== DOCUMENT PASSAGE ==
──────────────────────────────

In South Africa, a women's rights group has made inroads to a woman's rights to inherit and own land in her own name. With seed capital from the Centre for Development and Population Activities (CEDPA), the group has garnered the support of the South African government and other funders to expand the program. Inheritance rights are essential to alleviating poverty. When women can own the land they cultivate, they can reap the benefits of the crops they grow. These funds also result in improved access to health services and education for women and their children.
In Sierra Leone the 50/50 group is a very powerful women's group and they are doing extremely well in making their voices heard. I salute all the members and say continue to make the loudest noise until your voices are heard in a very significant way.
Women's health depends on how women are valued. The rate of infant death worldwide has been reduced by 50 percent over the past 20 years while health of women as measured by their maternal mortality and morbidity has not improved. More than 600,000 women die in childbirth each year, and 99 percent of these deaths occur in developing countries. Most of these deaths are preventable with basic pre- and post-natal care. All too often however, a mother-to-be is not given the resources or attention she needs to deliver a healthy baby. Again let me congratulate His Excellency Dr. Ernest Bai Koroma for introducing the free health program for children and lactating mothers in Sierra Leone. I am absolutely sure this program will help reduce the number of women who die in childbirth each year.
Political Backlash: As women turn to the political arena to achieve their human rights; the barriers that are challenging their leadership often come from unexpected sources. This year, the U.S. House of Representatives traded the Administrations payment of UN dues for a global gag rule that prevents groups like those described from expressing an opinion on the abortion laws in their countries. This limitation on overseas groups receiving U.S. assistance for family planning services is bound up with U.S. domestic politics. Since 1973, groups receiving U.S. population assistance have not provided abortion services or referred clients to abortion providers as a requirement for receiving US foreign assistance.

──────────────────────────────

Text-to-region grounding data
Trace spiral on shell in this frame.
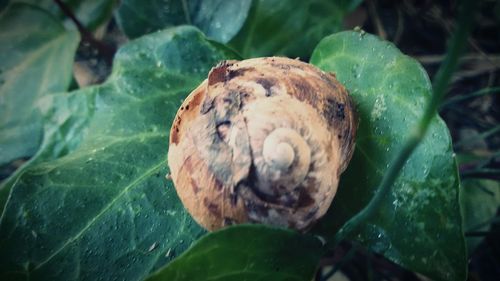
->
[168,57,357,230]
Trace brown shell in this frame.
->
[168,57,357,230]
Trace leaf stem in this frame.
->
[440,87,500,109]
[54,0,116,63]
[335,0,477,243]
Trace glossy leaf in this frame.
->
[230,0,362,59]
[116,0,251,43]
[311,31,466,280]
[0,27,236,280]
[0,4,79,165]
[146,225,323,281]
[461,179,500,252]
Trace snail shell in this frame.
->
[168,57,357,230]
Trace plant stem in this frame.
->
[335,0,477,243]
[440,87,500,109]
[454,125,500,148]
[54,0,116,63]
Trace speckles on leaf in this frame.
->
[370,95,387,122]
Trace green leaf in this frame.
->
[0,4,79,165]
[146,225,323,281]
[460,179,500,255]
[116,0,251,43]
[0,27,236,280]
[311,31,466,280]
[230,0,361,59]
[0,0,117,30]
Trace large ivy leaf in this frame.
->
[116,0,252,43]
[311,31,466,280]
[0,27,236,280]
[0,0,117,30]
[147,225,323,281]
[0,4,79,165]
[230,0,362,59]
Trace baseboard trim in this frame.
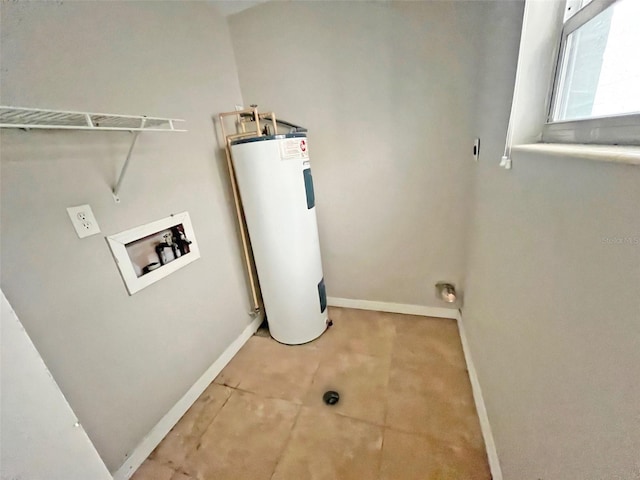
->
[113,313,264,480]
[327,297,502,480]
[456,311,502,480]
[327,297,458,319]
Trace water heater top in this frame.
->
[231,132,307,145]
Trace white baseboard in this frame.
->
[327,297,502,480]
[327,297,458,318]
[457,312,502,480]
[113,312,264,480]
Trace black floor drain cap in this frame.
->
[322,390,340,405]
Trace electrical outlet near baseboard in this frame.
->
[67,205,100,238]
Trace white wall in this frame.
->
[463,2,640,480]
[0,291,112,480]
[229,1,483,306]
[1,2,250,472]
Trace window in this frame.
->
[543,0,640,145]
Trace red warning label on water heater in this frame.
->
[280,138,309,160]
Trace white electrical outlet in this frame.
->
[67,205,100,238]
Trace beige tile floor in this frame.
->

──────────────────────────────

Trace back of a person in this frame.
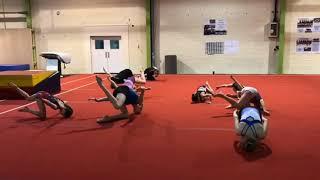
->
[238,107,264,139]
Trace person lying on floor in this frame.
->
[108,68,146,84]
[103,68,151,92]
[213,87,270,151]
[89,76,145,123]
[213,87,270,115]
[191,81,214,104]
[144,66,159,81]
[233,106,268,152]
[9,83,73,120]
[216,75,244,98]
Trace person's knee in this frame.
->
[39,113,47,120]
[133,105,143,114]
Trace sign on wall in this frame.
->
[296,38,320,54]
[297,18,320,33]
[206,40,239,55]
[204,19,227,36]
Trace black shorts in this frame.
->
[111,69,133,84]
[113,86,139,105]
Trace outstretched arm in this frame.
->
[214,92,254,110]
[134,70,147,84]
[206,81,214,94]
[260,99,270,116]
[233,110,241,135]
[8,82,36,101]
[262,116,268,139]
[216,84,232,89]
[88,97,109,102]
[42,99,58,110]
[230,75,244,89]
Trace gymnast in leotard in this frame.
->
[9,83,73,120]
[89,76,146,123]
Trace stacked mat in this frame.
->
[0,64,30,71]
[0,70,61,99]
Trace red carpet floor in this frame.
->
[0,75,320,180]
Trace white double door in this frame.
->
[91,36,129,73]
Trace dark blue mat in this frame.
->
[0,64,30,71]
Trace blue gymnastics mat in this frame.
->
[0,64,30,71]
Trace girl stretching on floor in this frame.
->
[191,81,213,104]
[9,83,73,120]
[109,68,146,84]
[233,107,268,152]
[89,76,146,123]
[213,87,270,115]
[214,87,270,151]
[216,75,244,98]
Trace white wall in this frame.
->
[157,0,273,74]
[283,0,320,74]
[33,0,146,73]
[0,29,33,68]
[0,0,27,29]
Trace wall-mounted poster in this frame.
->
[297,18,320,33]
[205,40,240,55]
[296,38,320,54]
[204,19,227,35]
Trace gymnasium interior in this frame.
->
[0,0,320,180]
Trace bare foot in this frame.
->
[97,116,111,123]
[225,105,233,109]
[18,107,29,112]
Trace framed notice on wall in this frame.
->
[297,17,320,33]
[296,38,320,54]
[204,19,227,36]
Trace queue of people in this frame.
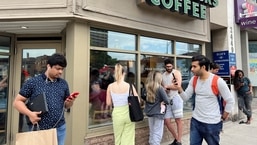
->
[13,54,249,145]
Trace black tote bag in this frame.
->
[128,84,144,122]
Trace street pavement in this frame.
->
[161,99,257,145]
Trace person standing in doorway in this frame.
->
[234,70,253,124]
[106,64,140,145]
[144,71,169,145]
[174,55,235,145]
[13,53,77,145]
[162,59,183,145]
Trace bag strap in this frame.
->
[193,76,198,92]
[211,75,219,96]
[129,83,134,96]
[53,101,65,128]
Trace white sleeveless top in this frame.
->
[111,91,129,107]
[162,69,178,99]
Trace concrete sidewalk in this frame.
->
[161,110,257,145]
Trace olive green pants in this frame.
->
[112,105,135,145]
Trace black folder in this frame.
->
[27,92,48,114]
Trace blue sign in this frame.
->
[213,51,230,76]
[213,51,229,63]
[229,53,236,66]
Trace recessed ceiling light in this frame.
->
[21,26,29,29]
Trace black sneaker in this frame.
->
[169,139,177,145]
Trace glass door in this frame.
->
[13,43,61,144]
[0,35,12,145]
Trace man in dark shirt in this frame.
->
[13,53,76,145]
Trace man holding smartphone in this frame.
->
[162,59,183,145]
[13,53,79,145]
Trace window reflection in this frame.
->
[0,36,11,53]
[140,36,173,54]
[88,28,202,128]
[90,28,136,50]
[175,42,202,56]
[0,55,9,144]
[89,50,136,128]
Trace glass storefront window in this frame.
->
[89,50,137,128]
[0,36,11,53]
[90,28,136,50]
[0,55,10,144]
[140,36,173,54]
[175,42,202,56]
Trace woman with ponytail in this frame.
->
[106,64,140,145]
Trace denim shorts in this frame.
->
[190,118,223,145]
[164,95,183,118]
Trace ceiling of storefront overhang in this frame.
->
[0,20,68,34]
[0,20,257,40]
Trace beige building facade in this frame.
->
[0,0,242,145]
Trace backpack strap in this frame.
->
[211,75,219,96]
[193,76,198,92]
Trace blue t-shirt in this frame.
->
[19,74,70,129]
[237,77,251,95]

──────────────────────────────

== WORK TO COMPLETE ==
a: Using the women's rights passage above, decide whether each statement agrees with it, answering yes or no and quoting the words that decide it: (i) The South African women's group started with seed capital from CEDPA. (ii) Women's health, measured by maternal mortality and morbidity, has improved over the past 20 years. (iii) Most deaths in childbirth happen in developing countries.
b: According to the women's rights passage above, what program did Dr. Ernest Bai Koroma introduce?

== SOLUTIONS FOR EACH TASK ==
a:
(i) Yes: "With seed capital from the Centre for Development and Population Activities (CEDPA)"
(ii) No: "health of women as measured by their maternal mortality and morbidity has not improved"
(iii) Yes: "99 percent of these deaths occur in developing countries"

b: He introduced the free health program for children and lactating mothers in Sierra Leone.